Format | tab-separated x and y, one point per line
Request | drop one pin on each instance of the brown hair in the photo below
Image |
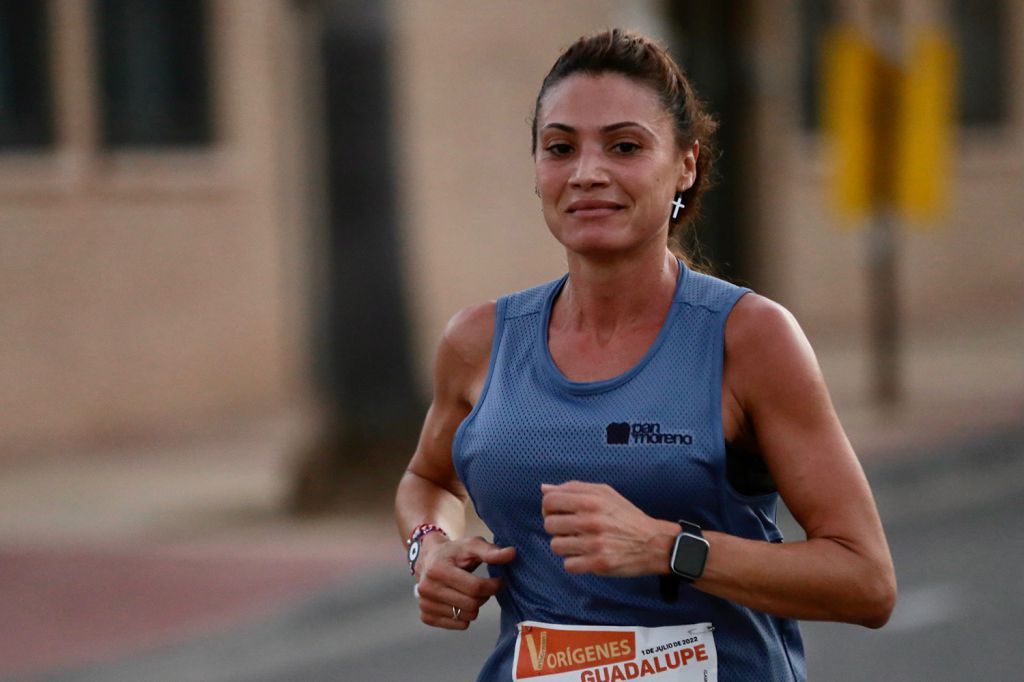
644	60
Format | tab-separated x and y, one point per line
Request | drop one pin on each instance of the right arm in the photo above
430	491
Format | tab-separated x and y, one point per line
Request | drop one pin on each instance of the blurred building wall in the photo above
148	291
961	269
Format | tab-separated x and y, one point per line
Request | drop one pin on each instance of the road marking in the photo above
927	605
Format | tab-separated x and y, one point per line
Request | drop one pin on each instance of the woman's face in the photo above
607	165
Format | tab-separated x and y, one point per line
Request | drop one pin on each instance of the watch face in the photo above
689	556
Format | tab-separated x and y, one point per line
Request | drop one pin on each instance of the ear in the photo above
688	167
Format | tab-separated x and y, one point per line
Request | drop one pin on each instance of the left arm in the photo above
842	571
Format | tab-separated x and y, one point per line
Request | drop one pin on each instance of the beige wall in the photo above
960	269
145	292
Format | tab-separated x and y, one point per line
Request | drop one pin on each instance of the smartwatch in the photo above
689	553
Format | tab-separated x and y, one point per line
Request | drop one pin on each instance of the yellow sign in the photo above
889	124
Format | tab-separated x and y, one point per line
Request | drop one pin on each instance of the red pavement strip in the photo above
60	607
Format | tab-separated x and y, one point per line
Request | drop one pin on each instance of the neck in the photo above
604	296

══════

**EXERCISE AIM**
Above are the records; repeat them all exactly, without the pictures.

**SOLUTION TO THIS TASK**
Format | tab-separated x and y, one point per line
Request | drop one pin on each instance of the brown hair in the photo below
Image |
644	60
Format | tab-separated x and y, one point per line
Request | drop one pin on each instance of the right arm in the photo above
430	491
Format | tab-separated x and y, one point per line
Request | drop one pin on each instance of the blurred building wall in the photo above
148	291
961	269
Format | tab-separated x and y, one point per line
Request | drop one pin on each instance of the road marking in the photo above
927	605
Format | tab-separated x and y, one point per line
Request | drop one pin on each instance of the woman's face in the photo above
607	165
Format | tab-separated x and y, one point per line
Request | drop one pin on each instance of the watch face in the photo above
689	556
Format | tab-separated x and y, one point per line
Request | drop one pin on each instance of the ear in the photo above
688	167
Format | tab-separated x and y, one point per line
Request | drop one pin on each instance of the left arm in the photo above
842	571
Format | tab-separated x and y, one point per line
Request | drop one pin on each instance of the beige wall in the photo above
960	269
145	292
Format | tab-separated x and y, one point per line
Request | drop one pin on each instance of the smartwatch in the photo above
689	553
Format | tab-separated x and y, one point per line
Request | drop one pin on each instance of the yellow sign in the photo above
889	124
Format | tab-separated x and y, one point per line
Request | drop one pin on each instance of the red pavement strip in the photo above
60	607
Format | tab-separated x and y, one point per line
Request | drop one pin on each instance of the neck in the photo above
604	296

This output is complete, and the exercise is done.